*** EXTRACTED DATA
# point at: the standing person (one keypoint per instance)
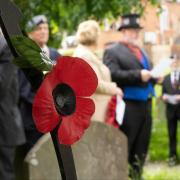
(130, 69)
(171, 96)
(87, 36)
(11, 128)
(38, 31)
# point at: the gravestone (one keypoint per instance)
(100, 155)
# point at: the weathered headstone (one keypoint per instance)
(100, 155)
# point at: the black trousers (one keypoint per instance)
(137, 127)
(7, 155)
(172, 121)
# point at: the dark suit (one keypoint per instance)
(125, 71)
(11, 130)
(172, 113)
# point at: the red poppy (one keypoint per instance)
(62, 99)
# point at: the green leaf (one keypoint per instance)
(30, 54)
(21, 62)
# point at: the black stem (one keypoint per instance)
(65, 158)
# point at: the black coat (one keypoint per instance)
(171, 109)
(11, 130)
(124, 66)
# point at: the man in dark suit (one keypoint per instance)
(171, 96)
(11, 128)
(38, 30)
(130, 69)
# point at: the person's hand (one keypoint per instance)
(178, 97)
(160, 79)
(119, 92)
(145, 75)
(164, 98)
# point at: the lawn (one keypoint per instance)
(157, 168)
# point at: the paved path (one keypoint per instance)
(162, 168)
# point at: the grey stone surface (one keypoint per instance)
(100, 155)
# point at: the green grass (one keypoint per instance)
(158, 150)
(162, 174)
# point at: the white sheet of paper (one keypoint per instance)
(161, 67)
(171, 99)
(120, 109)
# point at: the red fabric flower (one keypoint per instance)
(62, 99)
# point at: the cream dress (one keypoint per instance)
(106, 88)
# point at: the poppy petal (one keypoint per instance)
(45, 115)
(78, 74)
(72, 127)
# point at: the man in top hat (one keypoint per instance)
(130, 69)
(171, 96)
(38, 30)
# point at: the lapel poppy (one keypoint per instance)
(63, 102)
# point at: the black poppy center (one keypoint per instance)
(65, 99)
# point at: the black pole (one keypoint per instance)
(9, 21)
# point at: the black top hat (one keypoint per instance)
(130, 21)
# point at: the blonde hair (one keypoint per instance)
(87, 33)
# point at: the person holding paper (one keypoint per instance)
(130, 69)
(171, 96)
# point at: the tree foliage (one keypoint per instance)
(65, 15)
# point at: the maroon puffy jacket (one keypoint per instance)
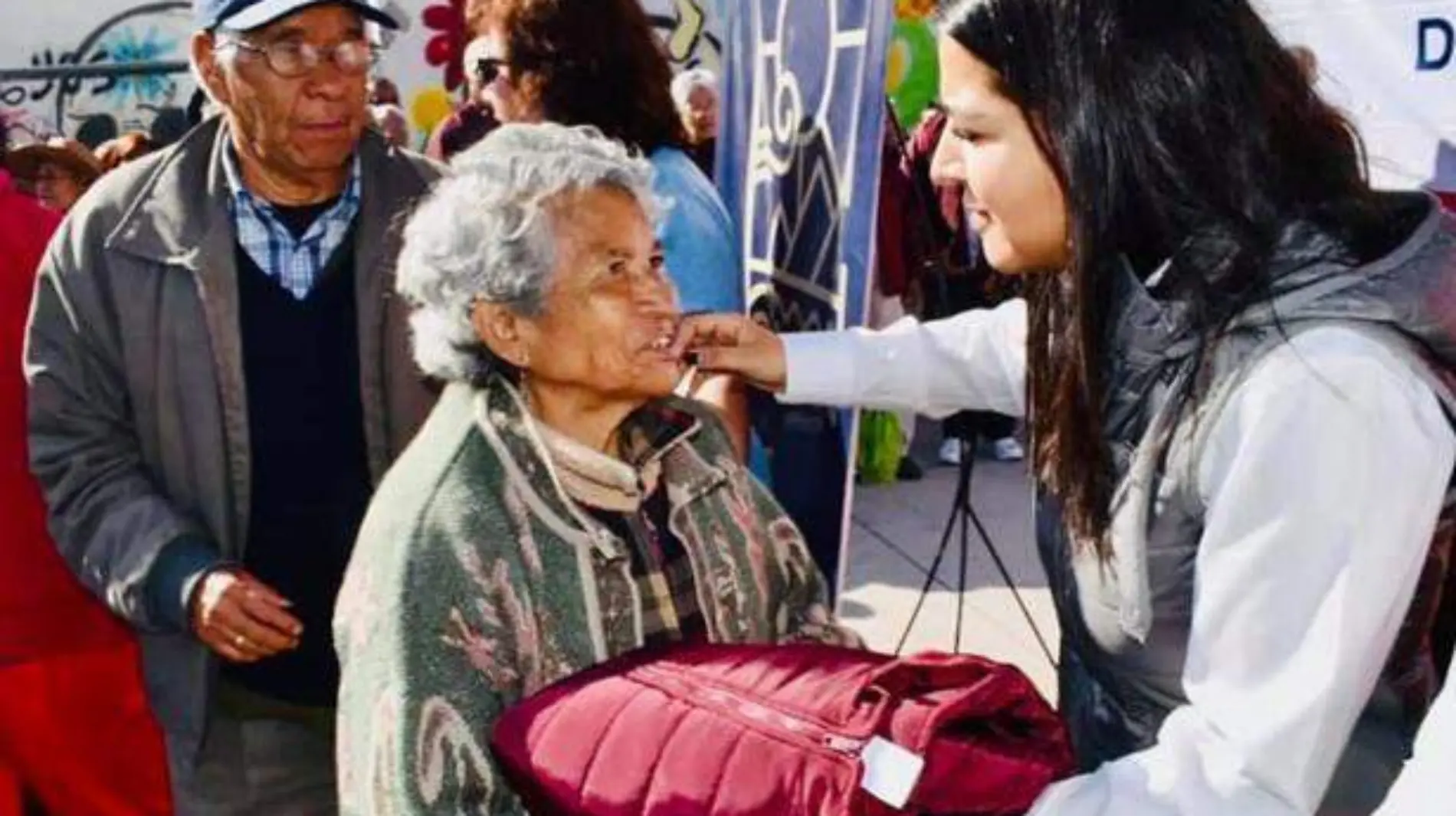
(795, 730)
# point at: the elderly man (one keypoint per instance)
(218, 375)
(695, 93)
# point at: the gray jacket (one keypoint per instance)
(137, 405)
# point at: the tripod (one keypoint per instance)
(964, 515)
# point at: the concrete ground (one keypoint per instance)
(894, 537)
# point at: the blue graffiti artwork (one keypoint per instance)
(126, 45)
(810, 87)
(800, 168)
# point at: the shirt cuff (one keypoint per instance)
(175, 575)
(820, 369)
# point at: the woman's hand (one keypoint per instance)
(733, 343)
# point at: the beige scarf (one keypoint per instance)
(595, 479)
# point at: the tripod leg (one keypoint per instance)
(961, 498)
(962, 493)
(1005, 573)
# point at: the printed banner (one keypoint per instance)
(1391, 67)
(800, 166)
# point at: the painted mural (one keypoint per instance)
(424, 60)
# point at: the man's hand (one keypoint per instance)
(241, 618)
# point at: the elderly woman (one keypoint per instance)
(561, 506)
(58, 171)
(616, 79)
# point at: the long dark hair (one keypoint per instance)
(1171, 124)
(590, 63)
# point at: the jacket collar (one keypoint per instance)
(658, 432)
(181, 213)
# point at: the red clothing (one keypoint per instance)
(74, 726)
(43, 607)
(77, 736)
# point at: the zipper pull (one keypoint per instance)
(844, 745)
******
WHAT THE TASK ASKS.
Make an exact copy of the whole listing, but don't bring over any pictures.

IN RESPONSE.
# point at: the standing person (one keypoint per instance)
(130, 69)
(171, 96)
(87, 36)
(11, 128)
(38, 31)
# point at: the gravestone (one keypoint per instance)
(100, 155)
# point at: the weathered headstone (one keypoint per instance)
(100, 155)
# point at: the black trousers (one keypoint per instance)
(137, 127)
(7, 155)
(172, 121)
# point at: the dark suit (one keypoint per instance)
(125, 71)
(11, 130)
(172, 113)
# point at: the red poppy (one keypoint per instance)
(62, 99)
# point at: the green leaf (one keypoint per instance)
(30, 54)
(21, 62)
# point at: the black stem (one keypoint per instance)
(65, 158)
# point at: the black coat (one keypoint per instance)
(171, 109)
(11, 130)
(124, 66)
# point at: the man in dark suit (one keypoint per instance)
(171, 96)
(11, 128)
(38, 30)
(130, 69)
# point at: the person's hand (one keypoint per instance)
(178, 97)
(160, 79)
(119, 92)
(145, 75)
(164, 98)
# point at: the lawn (one keypoint per instance)
(157, 168)
# point at: the paved path (one keypoint per instance)
(162, 168)
# point at: the grey stone surface (one keypoint per instance)
(100, 155)
# point at: the green grass (one keypoint per instance)
(158, 150)
(162, 174)
# point at: the white sheet of paper (one keypoint per instance)
(161, 67)
(171, 99)
(120, 109)
# point at: the red fabric flower (one keypoint per instance)
(62, 99)
# point at: the cream dress (one keypoint per instance)
(106, 88)
# point at: the poppy petal (one keypoint per instance)
(45, 115)
(78, 74)
(72, 127)
# point at: the man in top hat (one keypoint per instance)
(130, 69)
(171, 96)
(38, 30)
# point at: the lapel poppy (one keypoint per instance)
(63, 102)
# point at: the black poppy center (one keypoint per instance)
(65, 99)
# point at: the black pole (one keypoint per instance)
(9, 21)
# point at: the black top hat (one keypoint per instance)
(130, 21)
# point at: the blonde hair (one keypoint per instance)
(87, 33)
# point at: the person holding paper (one keypoint per instance)
(130, 69)
(171, 96)
# point at: the tree foliage (one keypoint per instance)
(65, 15)
# point at: the maroon puffy jacket (one keypoint per instance)
(795, 730)
# point at: the elderly man (one keypoint per instance)
(218, 375)
(695, 93)
# point at: the gray jacket (one keypoint per instance)
(137, 405)
# point at: the tripod (one keypoint per instance)
(964, 515)
# point at: the concrete ground (one keypoint per instance)
(894, 537)
# point at: the blue graffiti artwork (one keypoint per instance)
(126, 45)
(810, 87)
(800, 168)
# point at: the shirt cuff (one keypoint per instance)
(175, 575)
(820, 369)
# point at: the woman's hand (one keypoint per instance)
(733, 343)
# point at: the beige scarf (one keypoint per instance)
(595, 479)
# point at: the tripod leg (one keypoint per instance)
(961, 498)
(962, 493)
(1005, 573)
# point at: the printed banner (one keypoint per instance)
(1391, 67)
(800, 166)
# point at: the painted mural (one keypoint per instance)
(424, 60)
# point at: the man's hand (one keypoint per instance)
(241, 618)
# point at: the elderly woman (one keypoint per instance)
(561, 506)
(58, 171)
(616, 79)
# point at: the long dark hair (one keypoint per instance)
(1171, 124)
(590, 63)
# point at: the jacket collar (one keypoint per instance)
(658, 432)
(181, 213)
# point at: the red clothing (one keypoint per instance)
(74, 726)
(43, 607)
(77, 736)
# point at: the zipper pull (one keypoint per instance)
(844, 745)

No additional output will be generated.